**Exercise brief**
Taking the entries below from the top, restate each line exactly and end with the line containing "571L978 558L924 563L884".

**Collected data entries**

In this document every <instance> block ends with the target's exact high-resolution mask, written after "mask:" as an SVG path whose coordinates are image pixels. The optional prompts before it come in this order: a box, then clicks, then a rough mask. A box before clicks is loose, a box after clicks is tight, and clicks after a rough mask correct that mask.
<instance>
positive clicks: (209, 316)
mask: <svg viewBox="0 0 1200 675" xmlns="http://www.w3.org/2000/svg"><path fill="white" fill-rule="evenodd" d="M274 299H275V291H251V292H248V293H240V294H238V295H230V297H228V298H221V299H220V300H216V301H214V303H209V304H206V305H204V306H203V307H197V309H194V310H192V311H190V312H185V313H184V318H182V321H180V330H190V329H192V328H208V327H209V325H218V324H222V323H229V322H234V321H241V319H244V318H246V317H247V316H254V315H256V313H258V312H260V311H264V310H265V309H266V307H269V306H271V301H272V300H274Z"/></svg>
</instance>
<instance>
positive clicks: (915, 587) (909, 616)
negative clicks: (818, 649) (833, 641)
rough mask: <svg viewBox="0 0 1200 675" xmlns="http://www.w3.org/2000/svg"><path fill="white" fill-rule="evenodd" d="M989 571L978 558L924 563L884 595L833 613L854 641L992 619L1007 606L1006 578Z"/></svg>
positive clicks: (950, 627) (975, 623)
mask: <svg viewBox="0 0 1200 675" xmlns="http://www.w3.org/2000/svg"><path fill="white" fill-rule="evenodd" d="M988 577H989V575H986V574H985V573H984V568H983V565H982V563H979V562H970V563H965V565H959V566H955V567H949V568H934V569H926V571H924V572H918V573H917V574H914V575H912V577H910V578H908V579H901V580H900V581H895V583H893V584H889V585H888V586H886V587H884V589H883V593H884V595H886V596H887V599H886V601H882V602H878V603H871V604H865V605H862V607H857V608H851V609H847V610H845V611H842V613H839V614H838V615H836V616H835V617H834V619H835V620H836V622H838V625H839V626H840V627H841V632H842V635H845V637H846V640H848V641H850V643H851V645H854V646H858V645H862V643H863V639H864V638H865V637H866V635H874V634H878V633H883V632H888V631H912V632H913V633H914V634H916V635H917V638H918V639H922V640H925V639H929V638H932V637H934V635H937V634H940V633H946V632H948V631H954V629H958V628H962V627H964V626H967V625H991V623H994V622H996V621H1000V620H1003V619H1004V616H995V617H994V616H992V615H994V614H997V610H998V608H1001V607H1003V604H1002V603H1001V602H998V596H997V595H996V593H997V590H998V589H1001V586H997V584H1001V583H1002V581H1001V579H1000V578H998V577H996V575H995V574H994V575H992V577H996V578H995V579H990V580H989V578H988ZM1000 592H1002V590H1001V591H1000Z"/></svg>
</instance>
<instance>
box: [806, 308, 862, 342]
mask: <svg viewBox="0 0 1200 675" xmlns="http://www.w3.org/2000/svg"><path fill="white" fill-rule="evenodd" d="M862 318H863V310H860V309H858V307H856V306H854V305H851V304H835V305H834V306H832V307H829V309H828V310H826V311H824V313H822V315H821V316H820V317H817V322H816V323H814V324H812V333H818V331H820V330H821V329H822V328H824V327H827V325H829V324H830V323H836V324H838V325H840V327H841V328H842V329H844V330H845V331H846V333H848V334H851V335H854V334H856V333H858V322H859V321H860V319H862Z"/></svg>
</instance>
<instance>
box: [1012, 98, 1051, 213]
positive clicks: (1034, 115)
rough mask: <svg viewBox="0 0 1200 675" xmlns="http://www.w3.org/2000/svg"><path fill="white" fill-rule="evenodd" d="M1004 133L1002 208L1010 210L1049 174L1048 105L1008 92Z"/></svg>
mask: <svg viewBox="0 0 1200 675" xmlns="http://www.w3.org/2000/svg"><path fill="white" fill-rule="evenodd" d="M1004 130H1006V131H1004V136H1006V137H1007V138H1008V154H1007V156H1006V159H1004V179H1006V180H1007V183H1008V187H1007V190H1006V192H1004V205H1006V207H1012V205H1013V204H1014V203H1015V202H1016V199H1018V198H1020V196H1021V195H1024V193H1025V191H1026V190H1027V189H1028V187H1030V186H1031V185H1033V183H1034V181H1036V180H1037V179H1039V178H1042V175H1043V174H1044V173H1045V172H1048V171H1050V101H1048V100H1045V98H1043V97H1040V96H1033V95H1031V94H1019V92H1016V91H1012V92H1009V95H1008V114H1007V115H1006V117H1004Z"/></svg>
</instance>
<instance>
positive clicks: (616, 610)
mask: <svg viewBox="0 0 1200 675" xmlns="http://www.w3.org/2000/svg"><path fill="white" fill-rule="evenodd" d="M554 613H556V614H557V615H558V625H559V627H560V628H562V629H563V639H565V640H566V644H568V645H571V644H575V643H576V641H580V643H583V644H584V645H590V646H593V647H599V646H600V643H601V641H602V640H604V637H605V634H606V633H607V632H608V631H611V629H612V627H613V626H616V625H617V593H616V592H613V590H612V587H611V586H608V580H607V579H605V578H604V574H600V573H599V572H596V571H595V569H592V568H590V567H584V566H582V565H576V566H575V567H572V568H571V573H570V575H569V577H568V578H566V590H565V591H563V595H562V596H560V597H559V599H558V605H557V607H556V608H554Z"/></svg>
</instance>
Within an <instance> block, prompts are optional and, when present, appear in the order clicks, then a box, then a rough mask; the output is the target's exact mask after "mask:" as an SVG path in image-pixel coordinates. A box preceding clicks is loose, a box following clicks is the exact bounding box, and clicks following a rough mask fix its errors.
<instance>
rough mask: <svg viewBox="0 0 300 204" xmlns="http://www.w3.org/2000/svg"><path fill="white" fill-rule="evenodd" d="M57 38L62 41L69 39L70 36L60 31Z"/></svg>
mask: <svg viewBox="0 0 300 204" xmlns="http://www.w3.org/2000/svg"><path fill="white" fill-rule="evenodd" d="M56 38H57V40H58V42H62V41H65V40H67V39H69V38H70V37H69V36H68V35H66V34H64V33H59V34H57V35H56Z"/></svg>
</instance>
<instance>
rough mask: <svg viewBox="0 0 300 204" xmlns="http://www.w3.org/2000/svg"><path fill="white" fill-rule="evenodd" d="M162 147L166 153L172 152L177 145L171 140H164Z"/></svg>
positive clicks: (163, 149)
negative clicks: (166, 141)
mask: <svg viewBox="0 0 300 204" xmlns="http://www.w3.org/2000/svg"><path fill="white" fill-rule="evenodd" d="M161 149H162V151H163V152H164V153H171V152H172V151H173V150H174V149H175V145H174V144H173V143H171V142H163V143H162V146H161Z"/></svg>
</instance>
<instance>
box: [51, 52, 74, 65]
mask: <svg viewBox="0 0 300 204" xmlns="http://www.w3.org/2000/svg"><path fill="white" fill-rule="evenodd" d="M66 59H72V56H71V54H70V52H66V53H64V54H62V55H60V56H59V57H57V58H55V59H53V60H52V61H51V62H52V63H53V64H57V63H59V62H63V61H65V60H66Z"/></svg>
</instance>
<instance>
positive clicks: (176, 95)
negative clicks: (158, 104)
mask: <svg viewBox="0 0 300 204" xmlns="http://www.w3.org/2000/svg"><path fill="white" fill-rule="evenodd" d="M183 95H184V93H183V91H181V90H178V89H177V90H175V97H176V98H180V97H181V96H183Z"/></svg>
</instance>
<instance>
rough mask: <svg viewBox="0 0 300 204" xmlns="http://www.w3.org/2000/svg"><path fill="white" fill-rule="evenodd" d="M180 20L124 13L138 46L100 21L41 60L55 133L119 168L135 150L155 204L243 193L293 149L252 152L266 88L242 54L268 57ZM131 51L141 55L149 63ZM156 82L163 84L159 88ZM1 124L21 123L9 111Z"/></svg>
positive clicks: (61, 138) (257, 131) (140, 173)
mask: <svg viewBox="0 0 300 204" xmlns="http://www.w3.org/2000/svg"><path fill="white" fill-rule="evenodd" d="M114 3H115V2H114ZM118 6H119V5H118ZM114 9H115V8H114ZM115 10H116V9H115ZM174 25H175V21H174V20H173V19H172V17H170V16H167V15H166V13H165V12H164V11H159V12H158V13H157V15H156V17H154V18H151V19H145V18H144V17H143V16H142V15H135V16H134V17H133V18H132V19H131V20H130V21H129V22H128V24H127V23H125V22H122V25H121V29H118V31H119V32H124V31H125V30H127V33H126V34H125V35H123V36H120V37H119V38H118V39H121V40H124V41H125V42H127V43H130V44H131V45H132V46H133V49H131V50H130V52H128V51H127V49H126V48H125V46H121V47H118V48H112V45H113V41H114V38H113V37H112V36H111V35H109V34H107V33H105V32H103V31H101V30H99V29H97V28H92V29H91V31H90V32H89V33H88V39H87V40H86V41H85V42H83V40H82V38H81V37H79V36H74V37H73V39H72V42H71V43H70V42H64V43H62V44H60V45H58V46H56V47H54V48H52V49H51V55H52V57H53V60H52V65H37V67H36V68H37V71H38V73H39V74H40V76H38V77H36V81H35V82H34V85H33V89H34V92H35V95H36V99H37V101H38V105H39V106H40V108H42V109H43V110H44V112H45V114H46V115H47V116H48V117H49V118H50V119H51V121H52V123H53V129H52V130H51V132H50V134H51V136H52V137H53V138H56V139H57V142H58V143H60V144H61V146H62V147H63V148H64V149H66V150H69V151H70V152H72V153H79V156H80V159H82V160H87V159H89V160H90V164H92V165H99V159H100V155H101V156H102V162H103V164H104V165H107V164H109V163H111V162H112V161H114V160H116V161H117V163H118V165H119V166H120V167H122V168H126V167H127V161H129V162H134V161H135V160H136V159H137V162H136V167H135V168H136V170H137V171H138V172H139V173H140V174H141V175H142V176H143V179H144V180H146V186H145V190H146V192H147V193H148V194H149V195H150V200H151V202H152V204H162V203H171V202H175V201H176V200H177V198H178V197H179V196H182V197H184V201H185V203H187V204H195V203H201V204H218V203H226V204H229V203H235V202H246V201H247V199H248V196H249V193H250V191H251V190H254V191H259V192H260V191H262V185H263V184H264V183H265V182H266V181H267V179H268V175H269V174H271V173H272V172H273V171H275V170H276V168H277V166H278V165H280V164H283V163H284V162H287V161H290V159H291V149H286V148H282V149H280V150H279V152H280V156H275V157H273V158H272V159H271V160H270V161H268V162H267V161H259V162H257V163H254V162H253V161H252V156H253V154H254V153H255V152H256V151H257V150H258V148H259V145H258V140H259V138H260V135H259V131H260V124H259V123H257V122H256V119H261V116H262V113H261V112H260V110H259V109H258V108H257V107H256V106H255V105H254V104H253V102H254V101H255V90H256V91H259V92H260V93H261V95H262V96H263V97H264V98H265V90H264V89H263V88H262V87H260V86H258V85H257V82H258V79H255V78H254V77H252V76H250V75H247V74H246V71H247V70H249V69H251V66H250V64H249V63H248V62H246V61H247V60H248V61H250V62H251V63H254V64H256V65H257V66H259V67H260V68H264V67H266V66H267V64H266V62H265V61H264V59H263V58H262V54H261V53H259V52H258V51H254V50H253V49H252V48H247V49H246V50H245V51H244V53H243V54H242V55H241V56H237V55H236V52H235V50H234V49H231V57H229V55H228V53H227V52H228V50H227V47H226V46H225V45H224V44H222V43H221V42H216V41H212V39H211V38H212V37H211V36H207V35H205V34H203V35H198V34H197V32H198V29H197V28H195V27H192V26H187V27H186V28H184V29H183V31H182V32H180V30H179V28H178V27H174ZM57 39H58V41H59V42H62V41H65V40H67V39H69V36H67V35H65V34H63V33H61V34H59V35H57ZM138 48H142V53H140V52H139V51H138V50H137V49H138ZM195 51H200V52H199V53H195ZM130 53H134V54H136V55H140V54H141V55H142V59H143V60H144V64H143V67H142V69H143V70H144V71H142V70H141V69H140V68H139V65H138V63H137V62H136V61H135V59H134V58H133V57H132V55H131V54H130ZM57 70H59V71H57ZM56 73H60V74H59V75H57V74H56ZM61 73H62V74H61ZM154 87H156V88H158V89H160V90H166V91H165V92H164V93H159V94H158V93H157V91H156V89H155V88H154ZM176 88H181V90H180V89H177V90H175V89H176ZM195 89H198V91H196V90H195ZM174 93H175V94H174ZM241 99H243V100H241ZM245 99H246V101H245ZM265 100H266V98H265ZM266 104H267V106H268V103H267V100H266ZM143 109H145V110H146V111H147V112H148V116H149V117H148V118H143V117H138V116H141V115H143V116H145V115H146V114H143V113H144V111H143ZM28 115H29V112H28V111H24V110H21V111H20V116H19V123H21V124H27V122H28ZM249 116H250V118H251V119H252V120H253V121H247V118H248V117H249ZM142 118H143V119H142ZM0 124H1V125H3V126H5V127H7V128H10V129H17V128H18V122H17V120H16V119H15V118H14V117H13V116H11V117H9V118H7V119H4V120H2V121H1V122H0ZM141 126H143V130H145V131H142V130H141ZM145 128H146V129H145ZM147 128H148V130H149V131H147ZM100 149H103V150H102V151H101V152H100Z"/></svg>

**Answer below**
In this document every <instance> block ends with the target's exact high-resolution mask, written after "mask:" as an SVG path whose coordinates are image pixels. The optional prompts before it come in this order: a box, then clicks, then a rough mask. A box before clicks is loose, a box after clicks is tight, and clicks after a rough mask correct that mask.
<instance>
positive clicks: (209, 316)
mask: <svg viewBox="0 0 1200 675" xmlns="http://www.w3.org/2000/svg"><path fill="white" fill-rule="evenodd" d="M274 299H275V291H251V292H248V293H240V294H238V295H230V297H228V298H221V299H220V300H216V301H214V303H209V304H206V305H204V306H203V307H197V309H194V310H192V311H190V312H185V313H184V318H182V321H180V330H190V329H192V328H208V327H209V325H218V324H222V323H229V322H234V321H241V319H244V318H246V317H247V316H254V315H256V313H258V312H260V311H264V310H265V309H266V307H269V306H271V301H272V300H274Z"/></svg>
</instance>
<instance>
positive clicks: (915, 587) (909, 616)
negative clicks: (818, 649) (833, 641)
rough mask: <svg viewBox="0 0 1200 675" xmlns="http://www.w3.org/2000/svg"><path fill="white" fill-rule="evenodd" d="M989 571L978 558L924 563L884 595L833 613L854 641L992 619L1007 606L1006 578Z"/></svg>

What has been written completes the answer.